## OBJECTIF 1
Recopiez à l'identique le passage du billet qui s'ouvre sur les mots contenant « Durant l’année 2012 » et se termine par « mercredi à jeudi. ».
## OBJECTIF 2
Répondez brièvement à ces questions sur le billet :
(a) Quelle année le billet donne-t-il pour cette publication hebdomadaire ?
(b) Quel numéro ce billet porte-t-il dans la série ?
(c) Pendant quelle nuit le rêve a-t-il eu lieu ?

Durant l’année 2012 j’ai décidé de publier ici même chaque
semaine un billet exprimant mon ressenti personnel sur la semaine précédente,
dans la perspective, bien évidemment, des problématiques de la prospective du
livre et de l’édition.
Ce post est donc le 13/52.
Quand le 19ème revient hanter mes nuits
L’événement marquant de cette semaine, je m’en excuse, est
un rêve. Un rêve qui m’a réveillé dans la nuit de mercredi à jeudi.
Difficile de raconter un rêve.
La trame nous échappe, les images s‘estompent, le sens, lui,
a déjà disparu. Il ne reste que l’impression - intéressant ici ce terme "impression",
n’est-ce pas ?
Une impression sur la surface la plus sensible peut-être de
notre conscience, puisque nous dormions, puisque je dormais.
Si je tente aujourd’hui de traduire l’impression laissée par
ce rêve, je parlerais d’un sentiment de foule.

## DONNÉES FOURNIES
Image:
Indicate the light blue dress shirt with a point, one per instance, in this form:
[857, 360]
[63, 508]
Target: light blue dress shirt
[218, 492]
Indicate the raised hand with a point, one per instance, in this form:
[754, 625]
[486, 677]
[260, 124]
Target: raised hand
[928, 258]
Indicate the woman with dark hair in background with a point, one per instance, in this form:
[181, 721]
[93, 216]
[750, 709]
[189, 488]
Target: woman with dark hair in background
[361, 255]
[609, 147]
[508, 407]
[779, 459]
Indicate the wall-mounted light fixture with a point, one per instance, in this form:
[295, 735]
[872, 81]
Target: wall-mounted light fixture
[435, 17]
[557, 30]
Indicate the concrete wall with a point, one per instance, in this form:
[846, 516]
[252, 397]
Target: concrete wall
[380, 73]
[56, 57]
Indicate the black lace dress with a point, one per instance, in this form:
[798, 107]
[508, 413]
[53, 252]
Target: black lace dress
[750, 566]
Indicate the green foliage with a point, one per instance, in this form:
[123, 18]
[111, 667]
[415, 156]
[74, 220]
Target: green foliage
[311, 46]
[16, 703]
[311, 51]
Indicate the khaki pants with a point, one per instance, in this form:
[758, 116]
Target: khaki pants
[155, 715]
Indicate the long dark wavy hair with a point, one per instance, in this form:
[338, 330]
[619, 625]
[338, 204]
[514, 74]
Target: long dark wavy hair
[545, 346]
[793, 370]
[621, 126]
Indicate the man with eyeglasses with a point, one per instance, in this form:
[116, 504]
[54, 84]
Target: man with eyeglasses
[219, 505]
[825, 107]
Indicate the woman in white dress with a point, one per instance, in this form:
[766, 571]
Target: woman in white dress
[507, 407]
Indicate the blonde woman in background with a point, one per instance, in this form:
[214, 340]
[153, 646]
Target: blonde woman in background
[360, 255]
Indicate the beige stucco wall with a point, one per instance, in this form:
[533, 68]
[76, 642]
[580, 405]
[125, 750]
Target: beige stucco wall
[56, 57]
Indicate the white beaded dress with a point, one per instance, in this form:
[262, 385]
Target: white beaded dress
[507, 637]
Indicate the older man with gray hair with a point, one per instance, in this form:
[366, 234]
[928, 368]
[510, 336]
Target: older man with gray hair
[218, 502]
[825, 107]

## RÉPONSE 1
Durant l’année 2012 j’ai décidé de publier ici même chaque
semaine un billet exprimant mon ressenti personnel sur la semaine précédente,
dans la perspective, bien évidemment, des problématiques de la prospective du
livre et de l’édition.
Ce post est donc le 13/52.
Quand le 19ème revient hanter mes nuits
L’événement marquant de cette semaine, je m’en excuse, est
un rêve. Un rêve qui m’a réveillé dans la nuit de mercredi à jeudi.

## RÉPONSE 2
(a) 2012
(b) 13/52
(c) La nuit de mercredi à jeudi